━━ Exercise data
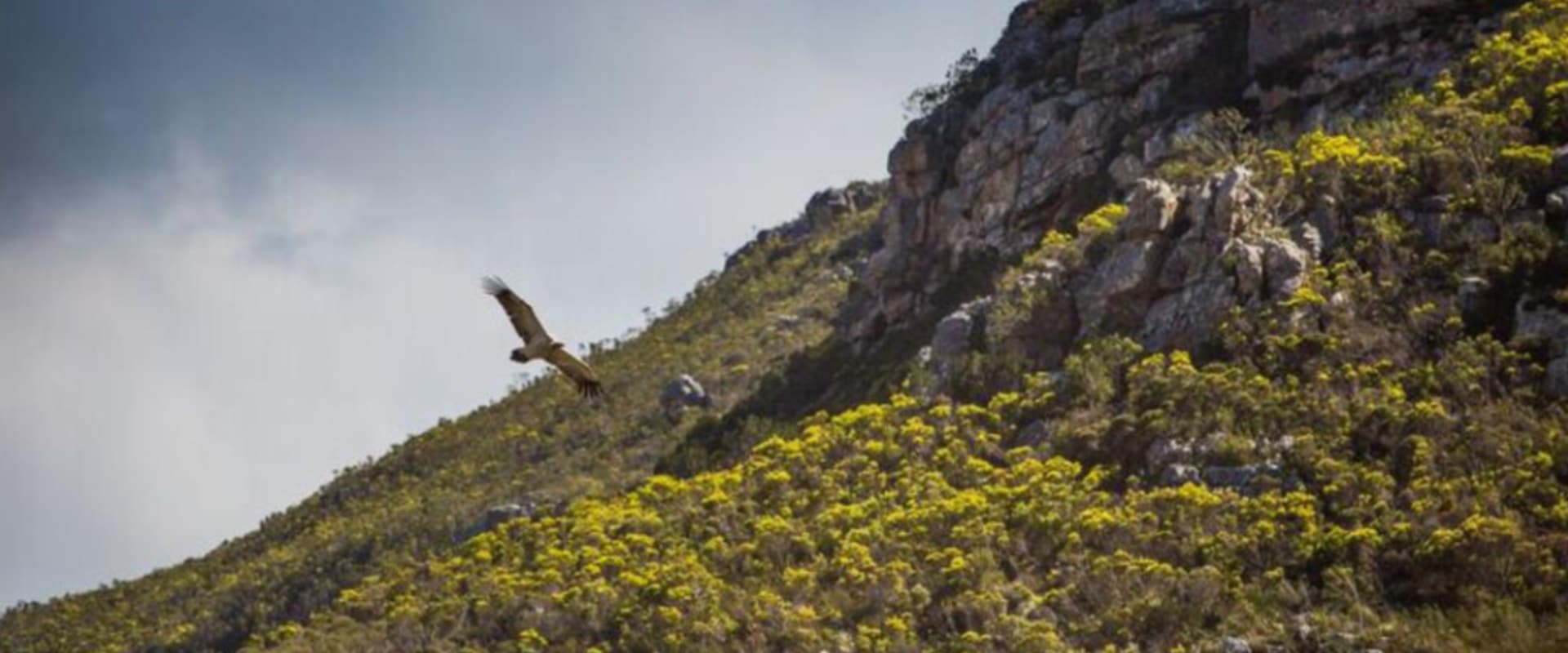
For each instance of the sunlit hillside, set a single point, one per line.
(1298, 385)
━━━━
━━ Exercise data
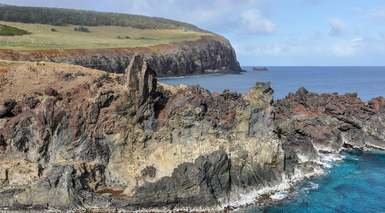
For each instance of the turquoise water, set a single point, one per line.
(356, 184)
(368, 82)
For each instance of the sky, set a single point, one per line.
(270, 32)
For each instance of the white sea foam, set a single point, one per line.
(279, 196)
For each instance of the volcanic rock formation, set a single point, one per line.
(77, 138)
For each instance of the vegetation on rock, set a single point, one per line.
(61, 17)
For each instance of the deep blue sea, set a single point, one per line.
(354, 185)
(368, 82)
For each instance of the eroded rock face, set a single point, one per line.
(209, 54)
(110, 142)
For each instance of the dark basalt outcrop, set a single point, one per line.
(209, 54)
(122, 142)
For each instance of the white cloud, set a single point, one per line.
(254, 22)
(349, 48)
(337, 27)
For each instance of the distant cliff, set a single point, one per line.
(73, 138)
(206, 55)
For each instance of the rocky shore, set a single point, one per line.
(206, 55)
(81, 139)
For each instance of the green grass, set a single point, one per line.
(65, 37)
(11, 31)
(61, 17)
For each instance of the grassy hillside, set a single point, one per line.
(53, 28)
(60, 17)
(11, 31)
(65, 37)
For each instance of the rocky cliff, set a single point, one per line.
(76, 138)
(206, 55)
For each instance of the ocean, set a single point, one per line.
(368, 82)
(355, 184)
━━━━
• _To do_:
Identify each line in the records that contains the word "white" and copy it out in full.

• _Exercise solution_:
For each instance of the white sea foam, set a single point, one per line.
For each instance of the white cloud, set a single point, one per line.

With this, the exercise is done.